§ INSTRUCCIÓN ESCRITA 1:
Edita las filas que empiezan en la línea que contiene "TARGET: the blurred vegetation background" y terminan al final de las filas, y reescríbelas sustituyendo "instance" por "object" sin alterar nada más.

§ FRAGMENTO DE TEXTO:
___
Asimismo, protestantes y católicos encontraron objetivos comunes desde la coincidencia política en Cristianos por el Socialismo. La organización protagonizó momentos neurálgicos cuando en los años sesenta y setenta las jerarquías eclesiales rechazaron tales posicionamientos ideológicos por considerarlos ajenos a la ortodoxia. Pero en otros momentos, el rol social de las Iglesias contó con la participación, muchas veces oficial, determinante de cristianos en luchas significativas como lo fue el final de las prácticas militares en la isla municipio de Vieques. Situación que tuvo su precedente en la década de 1970 en la otra isla del archipiélago de Puerto Rico: Culebra.
En materia de una moral conservadora ha habido juntes activos en contra del aborto, en defensa de la familia y temas similares. El avivamiento pentecostal y de otras denominaciones neoconservadoras han sido muy elocuentes en estos temas. Tanto así, que a finales del siglo XX el poder ejecutivo del Gobierno de Puerto Rico estableció una oficina de relaciones con las comunidades de fe en La Fortaleza, la sede delPoder Ejecutivo. La alianza táctica entre religiosos y políticos generó controversias.
___
§ INSTRUCCIÓN ESCRITA 2:
Según el fragmento sobre religión en Puerto Rico, ¿dónde estableció el poder ejecutivo una oficina de relaciones con las comunidades de fe a finales del siglo XX?

Filas de colocación de puntos:
___
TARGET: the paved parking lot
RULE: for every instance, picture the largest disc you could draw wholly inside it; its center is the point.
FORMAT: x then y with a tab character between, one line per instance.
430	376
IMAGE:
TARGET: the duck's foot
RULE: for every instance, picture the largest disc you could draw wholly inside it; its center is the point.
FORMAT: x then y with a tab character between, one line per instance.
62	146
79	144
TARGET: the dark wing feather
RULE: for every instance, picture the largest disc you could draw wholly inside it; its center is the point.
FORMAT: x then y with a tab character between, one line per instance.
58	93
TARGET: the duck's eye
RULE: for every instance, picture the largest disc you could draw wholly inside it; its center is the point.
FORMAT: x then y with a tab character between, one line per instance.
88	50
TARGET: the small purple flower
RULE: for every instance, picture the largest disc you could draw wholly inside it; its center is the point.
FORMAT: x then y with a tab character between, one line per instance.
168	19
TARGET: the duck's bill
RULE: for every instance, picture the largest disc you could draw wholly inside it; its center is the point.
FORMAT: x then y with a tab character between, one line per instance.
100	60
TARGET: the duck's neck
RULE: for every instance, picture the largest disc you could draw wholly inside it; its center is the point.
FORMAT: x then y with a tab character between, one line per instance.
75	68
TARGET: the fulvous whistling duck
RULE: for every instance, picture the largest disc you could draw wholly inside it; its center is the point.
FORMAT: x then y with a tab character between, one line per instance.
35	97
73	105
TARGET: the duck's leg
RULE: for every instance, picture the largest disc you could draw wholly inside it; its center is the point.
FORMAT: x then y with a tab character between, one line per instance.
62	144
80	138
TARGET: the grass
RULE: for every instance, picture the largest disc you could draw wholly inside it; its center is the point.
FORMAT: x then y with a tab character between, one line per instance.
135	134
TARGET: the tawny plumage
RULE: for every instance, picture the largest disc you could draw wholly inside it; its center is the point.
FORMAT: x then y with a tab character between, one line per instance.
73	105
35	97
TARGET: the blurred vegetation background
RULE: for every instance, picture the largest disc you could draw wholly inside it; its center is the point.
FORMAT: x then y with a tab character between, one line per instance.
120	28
___
§ RESPUESTA 1:
TARGET: the blurred vegetation background
RULE: for every object, picture the largest disc you could draw wholly inside it; its center is the point.
FORMAT: x then y with a tab character between, one line per object.
120	28

§ RESPUESTA 2:
En La Fortaleza, la sede del Poder Ejecutivo.